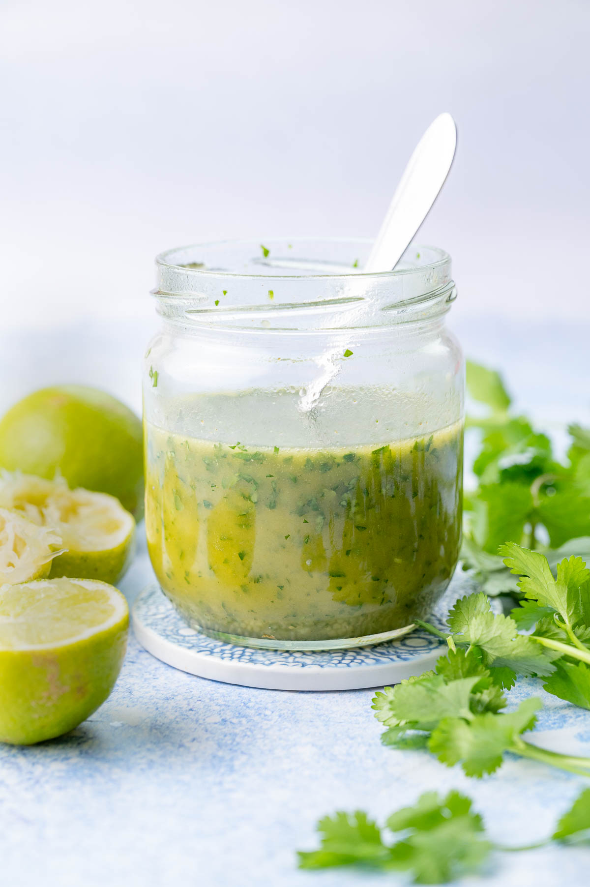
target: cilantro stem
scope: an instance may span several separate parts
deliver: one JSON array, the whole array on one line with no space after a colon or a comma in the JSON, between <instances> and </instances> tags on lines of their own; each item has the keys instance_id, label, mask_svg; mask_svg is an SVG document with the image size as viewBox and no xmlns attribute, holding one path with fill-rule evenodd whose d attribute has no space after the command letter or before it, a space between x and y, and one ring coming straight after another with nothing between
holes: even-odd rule
<instances>
[{"instance_id":1,"label":"cilantro stem","mask_svg":"<svg viewBox=\"0 0 590 887\"><path fill-rule=\"evenodd\" d=\"M566 624L564 622L562 622L561 619L558 619L556 615L555 615L555 624L559 625L559 627L562 629L562 632L565 632L565 633L567 634L568 638L574 645L574 647L577 647L578 650L582 650L584 653L588 652L587 647L584 646L579 638L576 637L576 635L570 628L570 626L566 625Z\"/></svg>"},{"instance_id":2,"label":"cilantro stem","mask_svg":"<svg viewBox=\"0 0 590 887\"><path fill-rule=\"evenodd\" d=\"M523 739L516 740L508 751L512 751L515 755L520 755L521 757L529 757L531 760L539 761L541 764L547 764L552 767L559 767L561 770L578 773L578 776L590 776L590 757L562 755L558 751L539 749L538 745L527 742Z\"/></svg>"},{"instance_id":3,"label":"cilantro stem","mask_svg":"<svg viewBox=\"0 0 590 887\"><path fill-rule=\"evenodd\" d=\"M519 847L507 847L503 844L494 844L494 850L500 850L503 853L518 853L522 850L539 850L539 847L547 847L547 844L551 844L551 838L546 838L545 841L538 841L536 844L523 844Z\"/></svg>"},{"instance_id":4,"label":"cilantro stem","mask_svg":"<svg viewBox=\"0 0 590 887\"><path fill-rule=\"evenodd\" d=\"M578 648L571 644L564 644L561 640L554 640L552 638L539 638L537 634L530 634L529 637L531 640L542 644L543 647L548 647L551 650L558 650L563 655L571 656L572 659L581 659L582 662L590 665L590 650L586 649L586 647Z\"/></svg>"},{"instance_id":5,"label":"cilantro stem","mask_svg":"<svg viewBox=\"0 0 590 887\"><path fill-rule=\"evenodd\" d=\"M415 625L420 625L420 627L423 628L424 631L429 632L430 634L434 634L437 638L440 638L442 640L446 640L449 636L448 634L444 634L443 632L439 632L438 629L435 628L434 625L431 625L429 622L422 622L421 619L414 619L413 621Z\"/></svg>"}]
</instances>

──────

Edit the data from its first line through the line holding "scope: an instance", inclusive, so that "separate" becomes "distinct" and nothing else changes. Give only those lines, without the pictures.

target: cilantro stem
scope: an instance may span several distinct parts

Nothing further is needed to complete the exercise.